Document extract:
============================================================

# Screenshots - Schools of Crappie



## Lonestar Proud (Oct 26, 2010)

Thought some of you might like to see a couple of screenshots I took of schools of crappie holding on standing timber. While I thought I should be catching crappie shallow, I just couldn't make myself leave this type of structure that was holding fish. Caught very few of the ones that were holding in the 10'-15' range, but the deeper holding fish would bite if you were patient.

-LP


----------



## rubberducky (Mar 19, 2010)

Awesome. Sure wish I could find them stacked up like that.
James


----------



## Danny O (Apr 14, 2010)

That's cheating. Just kidding, I need to get one of those. 

Can you meet me at the Cape Royale marina one day? I'd love to look under the floating docks and get a couple of pics.


----------



## Lonestar Proud (Oct 26, 2010)

If they have some depth under the docks it works pretty good Danny.


----------



## whackmaster (Apr 2, 2010)

rubberducky said:


> Awesome. Sure wish* I could find them stacked up like that.*
> James


You can,all you need is one of those very nice fish finders...LOL:biggrin:


----------



## crewdgras (Feb 23, 2011)

I got the fish finder,,, I just dont know how to use it to get those results!!!


----------



## rubberducky (Mar 19, 2010)

I have a hummingbird 787 sure have never got any shots like that maybe I don't know how to use it right lol
James


----------



## shadslinger (Aug 21, 2005)

Those are great comparison shots LSP, very cool seeing two perspectives.


----------



## tbone2374 (Feb 27, 2010)

Great lookin' Crappie Tree, Russ. I've been working with mine, and hope to have some great shots soon. Who needs leaves, when you have Crappie. Hmmmm Goood ... LOL


----------



## Lonestar Proud (Oct 26, 2010)

Thanks SS. My dad, brother, and two nephews came down from Kansas on Saturday and we fished Sunday thru yesterday. I found probably 6-8 trees that looked like those two in the screenshots. I've seen trees loaded up like that before but never remembered to take a screenshot cause I was to excited! 

Tbone - those aren't the same tree LOL!!


----------



## slabnabbin (May 25, 2010)

Awesome pics! I need to get all the house building behind me so I can get back to the lake.


----------



## tbone2374 (Feb 27, 2010)

Yeah, I know ... different depths.


----------



## whackmaster (Apr 2, 2010)

I understand what I'm looking at in the left pic with the crappie suspended but the right pic I'm not sure..Is that a shot of the same crappie but different angle.... Just trying to clear things up in my head...:help:


----------



## Bama 82 (Mar 23, 2010)

How did you get these great screen shots? What menu selection did you use?


----------



## Lonestar Proud (Oct 26, 2010)

whackmaster said:


> I understand what I'm looking at in the left pic with the crappie suspended but the right pic I'm not sure..Is that a shot of the same crappie but different angle.... Just trying to clear things up in my head...:help:


Both screens are of the same thing at the same time. The downscan shot is much easier to determine what you're looking at, sidescan takes awhile to get used to but once you understand it you can search areas alot quicker because you can set your side range to look at a wider path than the transducer will accomplish on 2D sonar or on the downscan transducer angle.

============================================================

Extracted information:
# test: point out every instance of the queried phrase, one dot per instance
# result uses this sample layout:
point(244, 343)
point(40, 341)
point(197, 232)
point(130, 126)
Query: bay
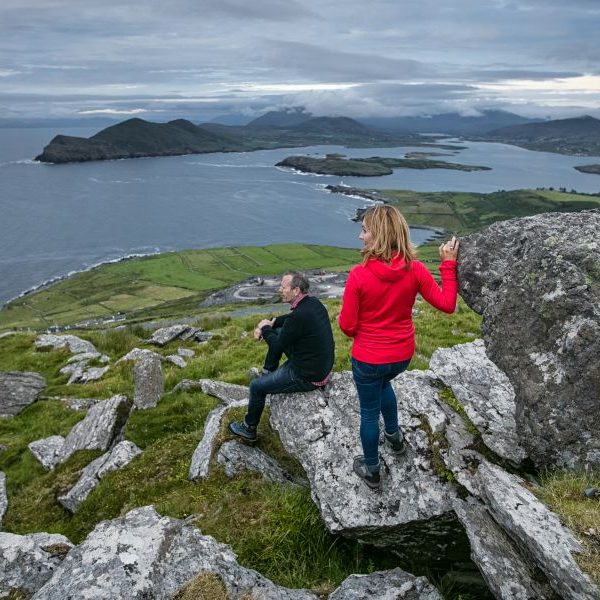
point(56, 219)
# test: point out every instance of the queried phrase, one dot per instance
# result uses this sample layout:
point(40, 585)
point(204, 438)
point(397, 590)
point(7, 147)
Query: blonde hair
point(389, 233)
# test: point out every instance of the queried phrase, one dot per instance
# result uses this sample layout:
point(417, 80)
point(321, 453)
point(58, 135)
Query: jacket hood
point(393, 272)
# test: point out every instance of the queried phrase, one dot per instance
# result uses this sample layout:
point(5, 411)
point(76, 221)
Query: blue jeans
point(376, 395)
point(282, 381)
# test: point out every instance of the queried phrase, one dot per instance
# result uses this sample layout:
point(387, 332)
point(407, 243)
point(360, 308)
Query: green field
point(164, 285)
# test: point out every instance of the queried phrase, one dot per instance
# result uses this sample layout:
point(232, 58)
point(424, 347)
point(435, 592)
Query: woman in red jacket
point(377, 314)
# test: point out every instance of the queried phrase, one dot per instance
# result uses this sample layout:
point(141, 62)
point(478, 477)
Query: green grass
point(167, 284)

============================================================

To do:
(1) In the crappie forum thread, list every poster whose name heads more than one post.
(2) Pick up the crappie forum thread after its final sentence and continue it.
The lines are separate material, unrelated to the crappie forum thread.

Activity answers:
(1) Lonestar Proud, rubberducky, whackmaster, tbone2374

(2)
Sidescan is hard to describe but here is an attempt using the second picture above...... the beam down the middle is the boat and the screen moves from the top to the bottom, meaning that your transducer (boat) is at the very top. Imagine that the picture is a piece of paper, fold the paper in half right down the middle of the 'Beam". Now fold each side of the paper up along the line created by the water column, which in this case is at about 27-28'. you now have an inverted "T". The piece of paper that is folded up is what was directly under your boat, the wings of the "T" are the lake bottom to each side.
If I would have had the range set out further you could see more lake bottom, in this case you are looking at roughly 22' out to each side.

Clear as mud right??? LOL!

-LP


----------



## Lonestar Proud (Oct 26, 2010)

Richardwd1 said:


> How did you get these great screen shots? What menu selection did you use?


If you are using a Lowrance HDS unit with Structure Scan I can tell you how, but I don't have a clue how the HB units work.........

-LP


----------



## Danny O (Apr 14, 2010)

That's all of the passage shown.